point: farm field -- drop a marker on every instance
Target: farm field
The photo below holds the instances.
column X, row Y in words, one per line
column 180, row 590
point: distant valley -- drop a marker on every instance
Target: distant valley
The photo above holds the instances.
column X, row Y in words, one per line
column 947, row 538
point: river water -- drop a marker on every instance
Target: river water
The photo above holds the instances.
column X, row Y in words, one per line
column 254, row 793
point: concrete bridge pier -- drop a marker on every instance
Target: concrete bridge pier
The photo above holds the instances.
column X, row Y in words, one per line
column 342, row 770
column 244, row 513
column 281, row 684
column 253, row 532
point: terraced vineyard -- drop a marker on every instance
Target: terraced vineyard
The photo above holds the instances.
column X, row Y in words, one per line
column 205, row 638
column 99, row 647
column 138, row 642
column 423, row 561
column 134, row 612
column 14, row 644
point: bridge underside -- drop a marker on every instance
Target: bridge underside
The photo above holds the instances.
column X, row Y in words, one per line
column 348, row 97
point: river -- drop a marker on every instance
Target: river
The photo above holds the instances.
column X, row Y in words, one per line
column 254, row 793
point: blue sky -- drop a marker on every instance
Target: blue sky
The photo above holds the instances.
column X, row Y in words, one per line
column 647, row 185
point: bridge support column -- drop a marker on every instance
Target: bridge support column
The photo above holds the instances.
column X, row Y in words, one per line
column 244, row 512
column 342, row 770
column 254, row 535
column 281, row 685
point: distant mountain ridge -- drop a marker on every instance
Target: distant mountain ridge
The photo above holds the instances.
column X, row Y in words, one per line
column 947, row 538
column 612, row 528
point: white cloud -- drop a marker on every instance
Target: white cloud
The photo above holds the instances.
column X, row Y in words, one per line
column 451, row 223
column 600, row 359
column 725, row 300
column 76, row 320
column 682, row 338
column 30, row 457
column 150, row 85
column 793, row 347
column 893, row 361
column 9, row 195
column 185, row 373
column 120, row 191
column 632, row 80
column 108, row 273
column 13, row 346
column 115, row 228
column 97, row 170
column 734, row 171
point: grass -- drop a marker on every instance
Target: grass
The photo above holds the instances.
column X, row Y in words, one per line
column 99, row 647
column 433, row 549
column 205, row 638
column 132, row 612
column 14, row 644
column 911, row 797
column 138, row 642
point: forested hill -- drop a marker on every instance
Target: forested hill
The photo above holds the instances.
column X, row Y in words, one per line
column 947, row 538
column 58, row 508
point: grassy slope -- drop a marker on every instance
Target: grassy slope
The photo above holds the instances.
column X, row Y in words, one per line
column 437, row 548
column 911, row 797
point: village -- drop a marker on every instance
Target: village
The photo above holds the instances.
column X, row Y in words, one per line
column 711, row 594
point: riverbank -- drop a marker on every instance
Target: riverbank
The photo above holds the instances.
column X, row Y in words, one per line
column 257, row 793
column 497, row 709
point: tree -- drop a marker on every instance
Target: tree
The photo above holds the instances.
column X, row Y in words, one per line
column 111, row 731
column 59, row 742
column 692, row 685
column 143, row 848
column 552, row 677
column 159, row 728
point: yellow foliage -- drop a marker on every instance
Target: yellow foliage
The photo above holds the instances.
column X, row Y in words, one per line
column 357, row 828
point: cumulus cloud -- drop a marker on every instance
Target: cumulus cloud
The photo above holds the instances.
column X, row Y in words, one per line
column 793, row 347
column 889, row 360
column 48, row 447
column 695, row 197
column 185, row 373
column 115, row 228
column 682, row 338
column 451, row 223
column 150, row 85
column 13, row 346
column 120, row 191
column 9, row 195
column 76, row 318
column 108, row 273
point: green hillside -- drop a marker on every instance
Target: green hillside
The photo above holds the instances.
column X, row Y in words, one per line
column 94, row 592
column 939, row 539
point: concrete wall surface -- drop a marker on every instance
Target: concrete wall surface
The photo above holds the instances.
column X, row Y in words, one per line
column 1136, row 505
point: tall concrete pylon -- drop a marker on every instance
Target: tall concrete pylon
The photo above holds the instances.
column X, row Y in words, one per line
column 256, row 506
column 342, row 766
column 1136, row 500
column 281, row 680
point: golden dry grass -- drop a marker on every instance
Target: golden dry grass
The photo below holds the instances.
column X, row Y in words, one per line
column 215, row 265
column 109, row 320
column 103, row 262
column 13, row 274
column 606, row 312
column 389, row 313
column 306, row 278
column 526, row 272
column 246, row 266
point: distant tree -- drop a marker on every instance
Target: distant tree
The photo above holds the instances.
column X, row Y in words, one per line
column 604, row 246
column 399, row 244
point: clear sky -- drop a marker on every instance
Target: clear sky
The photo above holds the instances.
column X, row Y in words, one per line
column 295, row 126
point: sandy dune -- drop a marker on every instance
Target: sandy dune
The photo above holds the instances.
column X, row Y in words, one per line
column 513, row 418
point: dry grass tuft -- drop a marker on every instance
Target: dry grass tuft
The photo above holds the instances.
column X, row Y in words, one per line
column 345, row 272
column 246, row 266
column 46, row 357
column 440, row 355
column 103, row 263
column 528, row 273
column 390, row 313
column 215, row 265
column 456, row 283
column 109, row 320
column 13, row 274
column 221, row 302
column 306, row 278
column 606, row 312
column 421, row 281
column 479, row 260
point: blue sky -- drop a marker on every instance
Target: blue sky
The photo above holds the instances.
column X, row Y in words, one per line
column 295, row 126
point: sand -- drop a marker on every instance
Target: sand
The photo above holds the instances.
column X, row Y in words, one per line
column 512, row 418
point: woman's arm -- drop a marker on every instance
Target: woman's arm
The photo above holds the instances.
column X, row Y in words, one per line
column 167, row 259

What is needed: Exactly as written, return every line of the material.

Solution to the exercise:
point: farm field -- drop a marker on every instance
Target: farm field
The photo below holds the instances.
column X, row Y in words, one per line
column 180, row 590
point: distant valley -- drop a marker on every instance
Target: distant valley
The photo above holds the instances.
column X, row Y in words, one per line
column 947, row 538
point: river water -- drop a marker on every instance
Target: river water
The photo above holds the instances.
column X, row Y in words, one per line
column 254, row 793
point: concrete bridge pier -- drop a marker on every instance
Target: concrete bridge pier
The photo above holds the instances.
column X, row Y in words, one per line
column 342, row 770
column 244, row 513
column 281, row 684
column 253, row 532
point: terraced vineyard -- drop a marker on every instance
Target: terraced vineyard
The photo above holds the instances.
column X, row Y in words, one per line
column 205, row 638
column 99, row 647
column 138, row 642
column 423, row 561
column 134, row 612
column 14, row 644
point: bridge underside -- drop a marker on every instance
Target: bridge underside
The photo above holds the instances.
column X, row Y in words, one per line
column 348, row 97
point: river -- drop a marker on every instance
Target: river
The photo above holds the instances.
column X, row Y in words, one per line
column 254, row 793
point: blue sky -- drop a marker on every instance
Target: blue sky
The photo above holds the instances.
column X, row Y in words, one per line
column 647, row 185
point: bridge support column -- drop a marker on every instance
Target: bridge support column
The photo above holds the instances.
column X, row Y in words, one per line
column 244, row 512
column 342, row 770
column 254, row 535
column 281, row 685
point: distant mountain ridge -- drop a marker on every instance
Target: distant mountain ridge
The photo above holds the instances.
column X, row Y in words, one per line
column 947, row 538
column 612, row 528
point: white cloud -- drop a marker on every instance
Target: white cloud
The photo above holds the instances.
column X, row Y in words, one per line
column 451, row 223
column 600, row 359
column 725, row 300
column 76, row 320
column 682, row 338
column 30, row 457
column 150, row 85
column 793, row 347
column 893, row 361
column 9, row 195
column 185, row 373
column 120, row 191
column 632, row 80
column 108, row 273
column 13, row 346
column 115, row 228
column 97, row 170
column 734, row 171
point: grass -- drop a marker on every instance
Target: grass
The photo above holds the instances.
column X, row Y in words, one per line
column 99, row 647
column 433, row 549
column 205, row 638
column 132, row 612
column 14, row 644
column 911, row 797
column 138, row 642
point: forested hill -- drop a marker on every instance
Target: forested hill
The photo above holds the instances.
column X, row Y in words, one per line
column 947, row 538
column 58, row 508
point: grassy slope -- drop a marker on every instance
Target: grassy slope
The photo above holds the instances.
column X, row Y in words, one per line
column 437, row 548
column 911, row 797
point: village -- drop a marker on every instance
Target: village
The photo above holds the instances.
column X, row Y in words, one per line
column 711, row 594
point: riverbank -- drop a marker on every instance
Target: riverbank
The photo above holds the instances.
column X, row Y in words, one per line
column 257, row 793
column 497, row 709
point: tree -- drop a marker on every instance
Target: tree
The photo above holds the instances.
column X, row Y in words, one per line
column 111, row 731
column 59, row 742
column 692, row 685
column 143, row 848
column 552, row 677
column 159, row 728
point: yellow foliage -- drop a marker on every instance
Target: yellow foliage
The photo above holds the instances.
column X, row Y in words, one per line
column 357, row 828
point: cumulus cloud -- drop a marker on every instance
Target: cumulus cloud
The photo above holds the instances.
column X, row Y in words, one per line
column 793, row 347
column 889, row 360
column 48, row 447
column 695, row 197
column 185, row 373
column 115, row 228
column 682, row 338
column 451, row 223
column 150, row 85
column 13, row 346
column 120, row 191
column 9, row 195
column 76, row 318
column 108, row 273
point: green hillside -- drop a marker on every instance
Target: green hillside
The photo above holds the instances.
column X, row Y in words, one per line
column 94, row 592
column 939, row 539
point: concrete wall surface -- drop a marker on every instance
Target: concrete wall surface
The photo above holds the instances.
column X, row Y in words, one per line
column 1136, row 505
point: tall concrete pylon -- drop a marker on every instance
Target: tall concrete pylon
The photo above holds the instances.
column X, row Y in words, one per line
column 256, row 506
column 342, row 766
column 1136, row 500
column 281, row 680
point: golden dry grass -- drop a marker on every instance
Target: golden dry grass
The photo below holds the instances.
column X, row Y in words, one per line
column 215, row 265
column 109, row 320
column 103, row 262
column 13, row 274
column 606, row 312
column 389, row 313
column 306, row 278
column 526, row 272
column 246, row 266
point: distant tree -- drop a marker on every instance
Target: distant tree
The photo above holds the instances.
column X, row Y in words, one per line
column 604, row 246
column 399, row 244
point: clear sky -- drop a marker on every instance
Target: clear sky
The photo above holds the instances.
column X, row Y in words, one per line
column 295, row 126
point: sandy dune -- drop a marker on every instance
Target: sandy dune
The photo above holds the instances.
column X, row Y in words, one per line
column 513, row 418
point: dry grass tuft -- drop a marker on every instance
Target: dry grass tuft
The photo above holds the instances.
column X, row Y in words, one per line
column 345, row 272
column 246, row 266
column 46, row 357
column 440, row 355
column 103, row 263
column 528, row 273
column 390, row 313
column 215, row 265
column 456, row 283
column 109, row 320
column 13, row 274
column 221, row 302
column 306, row 278
column 606, row 312
column 421, row 281
column 479, row 260
point: blue sky -- drop a marker on every instance
Target: blue sky
The photo above holds the instances.
column X, row Y in words, one per line
column 295, row 126
point: sand -- drop a marker on every instance
Target: sand
The photo above holds the instances.
column X, row Y in words, one per line
column 512, row 418
point: woman's arm -- drop a marker on every instance
Target: woman's arm
The photo above holds the instances.
column X, row Y in words, one per line
column 167, row 259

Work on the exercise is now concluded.